» YOUR OBJECTIVE
Lay out the lines as a JSON list of strings, one string per line and blank lines left out. Take everything from the first line down to the line containing "xmin=169 ymin=165 xmax=229 ymax=322", including that line.

» INPUT ROWS
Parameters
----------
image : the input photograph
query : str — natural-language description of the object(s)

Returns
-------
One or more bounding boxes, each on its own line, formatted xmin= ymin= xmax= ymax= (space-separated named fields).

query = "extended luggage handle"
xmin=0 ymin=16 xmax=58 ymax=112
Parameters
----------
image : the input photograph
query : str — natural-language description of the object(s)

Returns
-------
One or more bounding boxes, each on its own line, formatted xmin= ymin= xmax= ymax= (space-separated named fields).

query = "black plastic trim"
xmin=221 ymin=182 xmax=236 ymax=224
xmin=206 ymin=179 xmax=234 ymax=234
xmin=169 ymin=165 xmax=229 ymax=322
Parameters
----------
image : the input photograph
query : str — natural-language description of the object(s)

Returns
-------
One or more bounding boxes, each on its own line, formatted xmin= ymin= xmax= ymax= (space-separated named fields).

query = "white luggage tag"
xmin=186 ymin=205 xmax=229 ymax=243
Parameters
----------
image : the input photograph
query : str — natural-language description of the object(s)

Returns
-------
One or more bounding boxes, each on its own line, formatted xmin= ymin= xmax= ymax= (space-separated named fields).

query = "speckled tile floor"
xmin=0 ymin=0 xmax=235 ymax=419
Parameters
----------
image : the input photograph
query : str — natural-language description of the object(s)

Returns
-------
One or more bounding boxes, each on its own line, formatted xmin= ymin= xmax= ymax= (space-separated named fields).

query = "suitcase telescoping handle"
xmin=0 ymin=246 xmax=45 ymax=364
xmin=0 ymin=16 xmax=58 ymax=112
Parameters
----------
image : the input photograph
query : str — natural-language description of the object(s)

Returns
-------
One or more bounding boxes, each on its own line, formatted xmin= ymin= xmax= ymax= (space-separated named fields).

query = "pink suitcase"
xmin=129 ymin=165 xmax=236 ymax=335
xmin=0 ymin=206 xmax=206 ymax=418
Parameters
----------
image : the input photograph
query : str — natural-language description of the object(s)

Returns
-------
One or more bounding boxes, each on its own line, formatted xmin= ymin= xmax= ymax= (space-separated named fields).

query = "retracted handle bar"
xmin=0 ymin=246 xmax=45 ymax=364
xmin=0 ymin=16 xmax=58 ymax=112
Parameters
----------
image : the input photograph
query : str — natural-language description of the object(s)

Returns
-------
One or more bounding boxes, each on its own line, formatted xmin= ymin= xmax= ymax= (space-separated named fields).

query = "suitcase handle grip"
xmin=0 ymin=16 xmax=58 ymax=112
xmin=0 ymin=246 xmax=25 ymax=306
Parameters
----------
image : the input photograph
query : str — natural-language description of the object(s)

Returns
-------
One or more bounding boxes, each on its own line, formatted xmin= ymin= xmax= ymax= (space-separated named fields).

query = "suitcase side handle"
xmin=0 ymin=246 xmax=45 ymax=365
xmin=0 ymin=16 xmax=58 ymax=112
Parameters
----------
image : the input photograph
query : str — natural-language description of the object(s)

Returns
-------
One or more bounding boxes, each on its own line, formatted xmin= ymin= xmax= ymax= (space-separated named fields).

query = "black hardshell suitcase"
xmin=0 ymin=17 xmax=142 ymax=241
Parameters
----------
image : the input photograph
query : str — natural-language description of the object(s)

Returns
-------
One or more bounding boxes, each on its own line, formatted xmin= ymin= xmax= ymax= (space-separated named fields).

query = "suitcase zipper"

» OUTPUT BELOW
[
  "Parameters",
  "----------",
  "image : the input photograph",
  "query : str — natural-language description of the object(s)",
  "Returns",
  "-------",
  "One or more bounding boxes, each on its own line, formatted xmin= ymin= xmax= ymax= (space-separated named fields).",
  "query = \"extended luggage handle\"",
  "xmin=0 ymin=16 xmax=58 ymax=112",
  "Parameters",
  "----------",
  "image : the input photograph",
  "query : str — natural-language description of the object(s)",
  "Returns",
  "-------",
  "One or more bounding boxes, each on its own line, formatted xmin= ymin= xmax= ymax= (space-separated named fields).",
  "query = \"black plastic trim\"",
  "xmin=221 ymin=182 xmax=236 ymax=224",
  "xmin=206 ymin=179 xmax=234 ymax=234",
  "xmin=169 ymin=165 xmax=229 ymax=322"
]